(Point annotation dataset records)
= = =

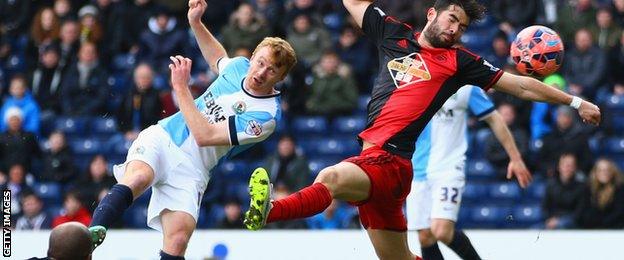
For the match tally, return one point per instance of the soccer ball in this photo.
(537, 51)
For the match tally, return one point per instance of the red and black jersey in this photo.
(413, 82)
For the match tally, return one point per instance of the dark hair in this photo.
(474, 9)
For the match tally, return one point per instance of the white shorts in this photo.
(438, 198)
(178, 184)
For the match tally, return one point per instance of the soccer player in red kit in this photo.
(418, 72)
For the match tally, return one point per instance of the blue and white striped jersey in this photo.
(442, 145)
(251, 119)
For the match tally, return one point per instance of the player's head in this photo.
(70, 240)
(448, 19)
(270, 63)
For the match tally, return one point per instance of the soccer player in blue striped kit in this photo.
(175, 156)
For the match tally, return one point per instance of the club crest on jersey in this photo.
(408, 69)
(253, 128)
(239, 107)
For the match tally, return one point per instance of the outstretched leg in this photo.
(136, 179)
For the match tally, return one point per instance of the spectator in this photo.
(273, 13)
(233, 216)
(567, 137)
(58, 161)
(279, 193)
(605, 32)
(585, 66)
(96, 179)
(33, 217)
(333, 91)
(616, 61)
(332, 218)
(245, 29)
(573, 16)
(564, 194)
(63, 10)
(16, 183)
(356, 51)
(73, 210)
(603, 204)
(71, 240)
(302, 7)
(85, 89)
(499, 57)
(162, 40)
(90, 28)
(45, 82)
(14, 17)
(308, 39)
(287, 167)
(68, 44)
(617, 8)
(21, 98)
(515, 15)
(141, 107)
(544, 115)
(494, 150)
(44, 30)
(16, 145)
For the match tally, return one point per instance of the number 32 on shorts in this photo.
(454, 193)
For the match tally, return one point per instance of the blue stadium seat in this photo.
(527, 214)
(537, 190)
(235, 170)
(490, 216)
(310, 125)
(480, 169)
(475, 192)
(71, 126)
(135, 217)
(86, 146)
(505, 191)
(337, 147)
(49, 192)
(349, 124)
(103, 126)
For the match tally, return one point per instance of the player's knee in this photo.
(176, 243)
(329, 177)
(426, 238)
(138, 177)
(443, 232)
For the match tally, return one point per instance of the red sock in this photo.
(307, 202)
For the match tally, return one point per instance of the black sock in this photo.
(432, 252)
(462, 246)
(112, 206)
(165, 256)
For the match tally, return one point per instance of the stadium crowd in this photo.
(80, 78)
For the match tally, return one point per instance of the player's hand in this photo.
(180, 72)
(590, 113)
(518, 168)
(196, 10)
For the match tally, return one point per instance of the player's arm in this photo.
(205, 133)
(357, 8)
(210, 48)
(531, 89)
(503, 134)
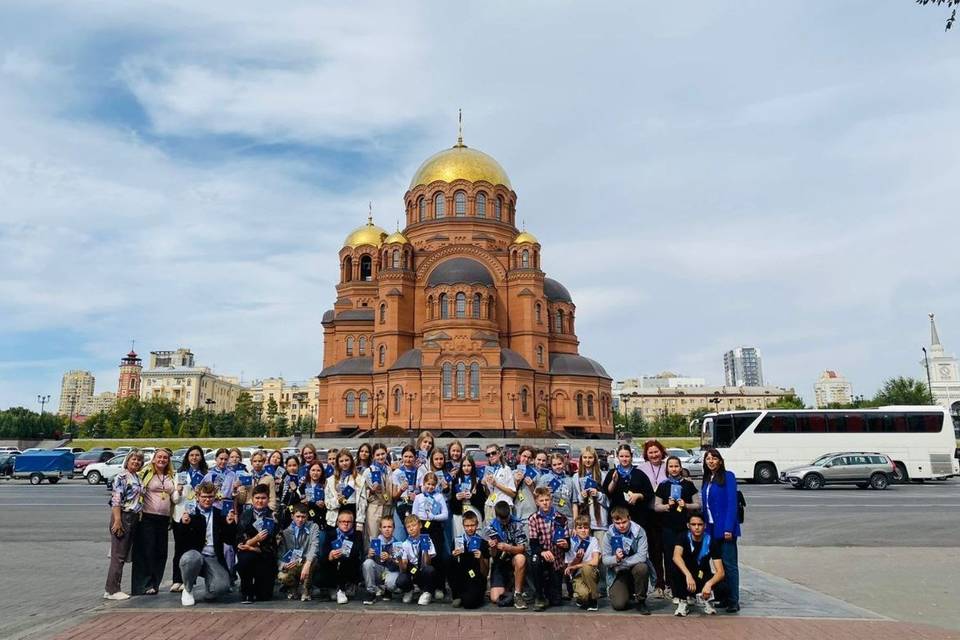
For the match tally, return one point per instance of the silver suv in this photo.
(874, 470)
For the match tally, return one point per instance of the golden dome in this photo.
(525, 236)
(367, 234)
(396, 238)
(460, 162)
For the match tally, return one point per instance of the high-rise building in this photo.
(76, 389)
(831, 388)
(742, 367)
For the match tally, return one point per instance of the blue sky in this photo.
(770, 174)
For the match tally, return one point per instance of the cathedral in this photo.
(451, 324)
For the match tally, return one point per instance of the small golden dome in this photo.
(367, 234)
(525, 236)
(460, 162)
(396, 238)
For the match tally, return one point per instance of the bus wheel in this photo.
(765, 473)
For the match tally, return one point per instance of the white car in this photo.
(106, 471)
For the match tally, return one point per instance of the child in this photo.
(625, 556)
(468, 565)
(548, 544)
(699, 561)
(583, 561)
(507, 537)
(299, 546)
(416, 568)
(381, 569)
(430, 507)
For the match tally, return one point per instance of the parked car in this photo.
(863, 469)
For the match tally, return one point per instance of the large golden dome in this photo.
(367, 234)
(460, 162)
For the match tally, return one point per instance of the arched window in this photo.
(447, 381)
(364, 403)
(366, 268)
(474, 381)
(461, 381)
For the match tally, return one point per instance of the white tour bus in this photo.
(757, 445)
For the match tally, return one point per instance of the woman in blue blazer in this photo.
(720, 510)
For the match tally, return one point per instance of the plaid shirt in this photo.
(541, 531)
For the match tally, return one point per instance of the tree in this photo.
(903, 390)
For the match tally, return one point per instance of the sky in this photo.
(779, 175)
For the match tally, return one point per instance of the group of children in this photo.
(375, 530)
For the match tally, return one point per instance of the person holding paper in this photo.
(299, 546)
(507, 537)
(624, 552)
(192, 470)
(468, 565)
(257, 548)
(416, 563)
(583, 564)
(207, 529)
(699, 562)
(381, 569)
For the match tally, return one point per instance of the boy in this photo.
(299, 546)
(468, 565)
(416, 569)
(624, 552)
(547, 535)
(583, 562)
(381, 569)
(508, 544)
(206, 531)
(700, 565)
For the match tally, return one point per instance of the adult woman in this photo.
(125, 506)
(656, 471)
(677, 499)
(720, 508)
(150, 538)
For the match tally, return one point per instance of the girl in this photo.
(150, 538)
(192, 471)
(468, 494)
(125, 506)
(720, 509)
(677, 499)
(376, 489)
(342, 490)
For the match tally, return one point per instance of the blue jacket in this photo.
(721, 501)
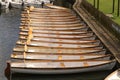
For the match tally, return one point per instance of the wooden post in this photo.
(118, 11)
(98, 4)
(94, 1)
(8, 71)
(113, 6)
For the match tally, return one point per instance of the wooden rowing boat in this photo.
(49, 25)
(50, 22)
(57, 45)
(43, 14)
(50, 18)
(64, 41)
(38, 56)
(49, 10)
(57, 33)
(55, 50)
(114, 75)
(54, 28)
(55, 7)
(39, 31)
(38, 37)
(60, 67)
(55, 41)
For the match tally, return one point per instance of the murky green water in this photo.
(9, 29)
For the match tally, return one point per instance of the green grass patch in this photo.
(106, 7)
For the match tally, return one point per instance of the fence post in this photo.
(118, 11)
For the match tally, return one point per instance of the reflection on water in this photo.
(81, 76)
(9, 29)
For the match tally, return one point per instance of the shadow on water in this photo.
(80, 76)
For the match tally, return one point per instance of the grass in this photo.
(106, 8)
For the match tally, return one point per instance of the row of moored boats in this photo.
(55, 41)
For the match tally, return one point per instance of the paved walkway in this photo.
(109, 40)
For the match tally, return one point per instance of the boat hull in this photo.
(62, 71)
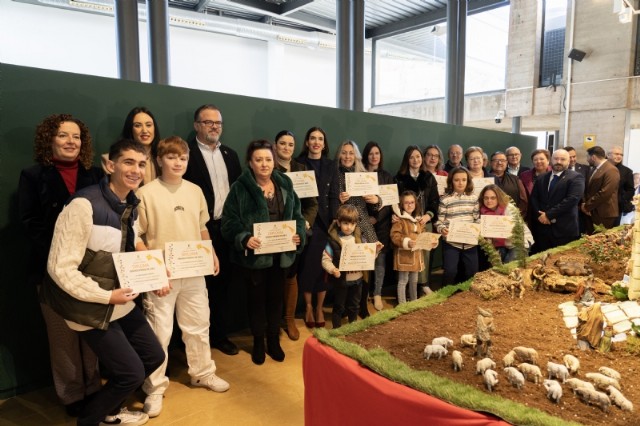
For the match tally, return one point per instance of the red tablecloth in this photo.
(338, 391)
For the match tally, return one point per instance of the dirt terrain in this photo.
(534, 321)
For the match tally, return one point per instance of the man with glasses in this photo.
(214, 167)
(509, 183)
(513, 160)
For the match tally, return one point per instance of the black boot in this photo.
(273, 348)
(257, 354)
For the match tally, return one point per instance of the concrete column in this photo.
(158, 16)
(128, 41)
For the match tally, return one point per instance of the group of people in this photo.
(151, 191)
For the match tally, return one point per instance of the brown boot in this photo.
(290, 302)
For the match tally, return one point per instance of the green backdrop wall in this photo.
(27, 95)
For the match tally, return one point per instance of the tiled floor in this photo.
(270, 394)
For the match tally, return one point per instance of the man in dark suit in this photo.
(555, 204)
(625, 189)
(214, 167)
(600, 203)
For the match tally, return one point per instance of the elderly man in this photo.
(600, 203)
(513, 159)
(625, 189)
(554, 204)
(455, 158)
(509, 183)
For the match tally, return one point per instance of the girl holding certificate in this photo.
(260, 196)
(460, 205)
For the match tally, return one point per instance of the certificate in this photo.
(358, 257)
(463, 232)
(442, 184)
(480, 183)
(492, 226)
(304, 183)
(189, 258)
(275, 237)
(361, 183)
(389, 194)
(426, 241)
(141, 271)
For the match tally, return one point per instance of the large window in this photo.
(412, 66)
(552, 60)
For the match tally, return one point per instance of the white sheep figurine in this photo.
(557, 371)
(618, 399)
(457, 360)
(594, 398)
(490, 379)
(443, 341)
(530, 372)
(610, 372)
(574, 384)
(468, 340)
(515, 377)
(572, 363)
(484, 364)
(528, 355)
(554, 390)
(509, 359)
(434, 350)
(601, 381)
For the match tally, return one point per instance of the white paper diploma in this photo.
(389, 194)
(275, 237)
(492, 226)
(480, 183)
(304, 183)
(141, 271)
(442, 184)
(189, 258)
(463, 232)
(426, 241)
(361, 183)
(358, 257)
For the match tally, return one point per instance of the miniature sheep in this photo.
(529, 355)
(514, 377)
(574, 384)
(468, 340)
(434, 350)
(601, 381)
(610, 372)
(457, 360)
(558, 371)
(572, 363)
(618, 399)
(509, 359)
(554, 390)
(594, 397)
(442, 341)
(530, 372)
(490, 378)
(484, 364)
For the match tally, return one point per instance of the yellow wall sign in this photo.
(589, 141)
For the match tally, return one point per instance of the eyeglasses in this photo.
(210, 123)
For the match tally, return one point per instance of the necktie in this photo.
(553, 182)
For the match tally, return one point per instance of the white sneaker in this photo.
(153, 405)
(126, 417)
(212, 382)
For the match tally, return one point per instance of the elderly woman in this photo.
(141, 126)
(373, 161)
(413, 176)
(540, 159)
(285, 145)
(260, 196)
(64, 158)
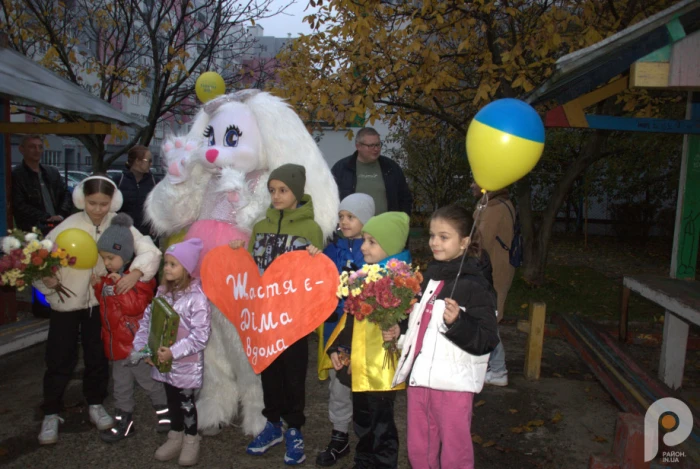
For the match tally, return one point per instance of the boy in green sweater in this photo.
(288, 226)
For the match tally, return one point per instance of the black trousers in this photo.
(62, 356)
(373, 421)
(284, 385)
(181, 409)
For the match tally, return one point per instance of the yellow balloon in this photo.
(78, 244)
(209, 85)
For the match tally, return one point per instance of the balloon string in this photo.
(481, 206)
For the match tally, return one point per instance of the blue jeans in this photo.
(497, 361)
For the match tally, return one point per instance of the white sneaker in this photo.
(49, 429)
(100, 417)
(494, 380)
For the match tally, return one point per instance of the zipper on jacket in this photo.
(109, 329)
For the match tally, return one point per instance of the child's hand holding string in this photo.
(451, 311)
(313, 250)
(164, 354)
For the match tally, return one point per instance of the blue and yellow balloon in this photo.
(504, 142)
(208, 86)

= = =

Go to the line containing "elderly woman in this photo.", then write out word for word every line from there to the end of the listing. Keep both end lines and drop the pictures.

For the match tally, return one point per instance of the elderly woman in this photo.
(141, 126)
(373, 161)
(413, 176)
(540, 159)
(285, 145)
(260, 196)
(64, 158)
For the match tally, return one point per instance of the boy in green sweater in this photo.
(288, 226)
For the match tally, return one point per instance of the black trousers in this photo.
(62, 356)
(373, 421)
(284, 385)
(181, 409)
For the match tally, return one point per instance of the yellow balloon in this photo.
(78, 244)
(209, 85)
For the match tally, return one point per instance of the balloon string in this photo.
(481, 206)
For the match tally, return one point per instance of the blue jeans in this photo.
(497, 361)
For the match tally, return one point per instance of the white sneaker in this photo.
(49, 429)
(100, 417)
(494, 380)
For the match tally, return one point per instance of the zipper on jacket in this photo.
(109, 329)
For the match tally, return one point per instance of the child's hand holding string in this photo.
(451, 311)
(313, 250)
(164, 354)
For the match tally, return one point per instance of the blue and yellow balloon in this photo.
(504, 142)
(208, 86)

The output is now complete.